(Input material begins)

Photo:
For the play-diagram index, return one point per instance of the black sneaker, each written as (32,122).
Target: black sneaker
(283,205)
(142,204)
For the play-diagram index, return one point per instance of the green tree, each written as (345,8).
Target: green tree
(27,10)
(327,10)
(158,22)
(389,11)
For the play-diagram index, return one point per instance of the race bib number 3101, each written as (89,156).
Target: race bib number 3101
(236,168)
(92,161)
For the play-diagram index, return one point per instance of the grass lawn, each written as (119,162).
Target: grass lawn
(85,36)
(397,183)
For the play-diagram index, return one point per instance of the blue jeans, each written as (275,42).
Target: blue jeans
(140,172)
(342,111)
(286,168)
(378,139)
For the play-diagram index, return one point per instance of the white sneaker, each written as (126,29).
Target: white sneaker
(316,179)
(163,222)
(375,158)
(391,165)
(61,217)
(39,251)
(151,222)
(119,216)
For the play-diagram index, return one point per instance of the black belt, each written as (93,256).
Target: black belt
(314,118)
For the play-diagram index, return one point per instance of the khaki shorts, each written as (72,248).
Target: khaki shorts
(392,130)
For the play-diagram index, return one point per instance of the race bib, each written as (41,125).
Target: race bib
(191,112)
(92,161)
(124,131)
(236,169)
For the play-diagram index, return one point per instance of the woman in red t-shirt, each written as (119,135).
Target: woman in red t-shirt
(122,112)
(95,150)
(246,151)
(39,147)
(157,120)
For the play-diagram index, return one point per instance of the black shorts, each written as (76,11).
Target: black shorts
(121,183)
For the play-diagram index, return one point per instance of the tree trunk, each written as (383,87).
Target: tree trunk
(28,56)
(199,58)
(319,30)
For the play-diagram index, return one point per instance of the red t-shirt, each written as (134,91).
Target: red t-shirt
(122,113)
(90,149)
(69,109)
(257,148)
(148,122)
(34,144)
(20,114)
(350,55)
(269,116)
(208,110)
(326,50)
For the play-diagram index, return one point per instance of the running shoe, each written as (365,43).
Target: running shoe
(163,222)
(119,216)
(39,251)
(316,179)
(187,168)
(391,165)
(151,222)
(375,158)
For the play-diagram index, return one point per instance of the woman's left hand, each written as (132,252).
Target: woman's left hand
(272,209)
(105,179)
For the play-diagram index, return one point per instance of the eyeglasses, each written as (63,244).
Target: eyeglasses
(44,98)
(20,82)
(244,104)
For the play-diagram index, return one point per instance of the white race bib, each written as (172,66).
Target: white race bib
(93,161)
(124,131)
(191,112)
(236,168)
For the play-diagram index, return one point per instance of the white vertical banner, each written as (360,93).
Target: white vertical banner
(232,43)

(Input material ends)

• [Exercise]:
All of the entries above need to be output again exactly.

• [Completed task]:
Photo:
For the play-diagram index, return one point per instance of the black sneaker, each written as (32,122).
Target: black sneaker
(283,205)
(142,204)
For the play-diagram index, return one point per instance of the green tree, each written as (345,8).
Target: green tree
(27,10)
(327,10)
(158,22)
(389,11)
For the play-diagram index, return one point per instance of the race bib number 3101, each written as (89,156).
Target: race bib number 3101
(236,168)
(92,161)
For the play-diagram index, return one point per instance of the grass lawn, each written as (119,162).
Target: grass lawn
(85,36)
(397,183)
For the play-diagram index, return one point per instance of the blue jeans, each written as (275,42).
Target: blue jeans
(140,172)
(342,111)
(286,168)
(378,139)
For the play-diagram index, return one point per instance of the white sneaker, each written as (126,29).
Target: white sneaker
(316,179)
(163,222)
(375,158)
(391,165)
(61,217)
(39,251)
(151,222)
(119,216)
For the play-diagram index, return one point per instance of the black belt, each written as (93,256).
Target: black belt
(314,118)
For the play-diagram index, return one point per instance of the khaki shorts, each written as (72,248).
Target: khaki shorts
(392,130)
For the play-diagram index, return one point per instance of the race bib, each written as (41,125).
Target: race bib
(191,112)
(92,161)
(124,131)
(236,169)
For the play-diagram index, return one point per instance of the woman in red t-shirt, each written as (119,135).
Target: woman in red t-shirt
(122,112)
(95,150)
(246,151)
(39,147)
(157,120)
For the play-diagram index, return one point per instance of the black shorts, each written as (76,11).
Target: black shorts
(121,183)
For the play-diagram index, return one point per instance of the tree trunk, each written as (383,87).
Target: tree trunk
(28,56)
(199,58)
(319,30)
For the play-diagram index, return one point per instance of the red t-shirt, each written as (134,91).
Target: red t-shirt
(122,113)
(90,149)
(69,109)
(257,148)
(148,122)
(34,144)
(20,114)
(350,55)
(269,116)
(208,110)
(326,50)
For the play-diagram index, return one point per instance of the running shoe, each written as (365,43).
Target: running shoe
(163,222)
(119,216)
(39,251)
(316,179)
(187,168)
(391,165)
(151,222)
(375,158)
For the play-diagram index, return one point per instance of the woman's left hand, each written as (132,252).
Target: woman's left hand
(272,209)
(105,179)
For the play-diagram index, return one point per instance of the eyeglasses, each written as (63,244).
Target: eyeglasses
(44,98)
(20,82)
(244,104)
For the play-diagram index, return one point per instance of the white race bib, each written as (172,66).
Target: white race bib
(93,161)
(124,131)
(191,112)
(236,168)
For the play-diagram index, return one point per instance of the white vertical banner, each written as (360,93).
Target: white vertical banner
(232,43)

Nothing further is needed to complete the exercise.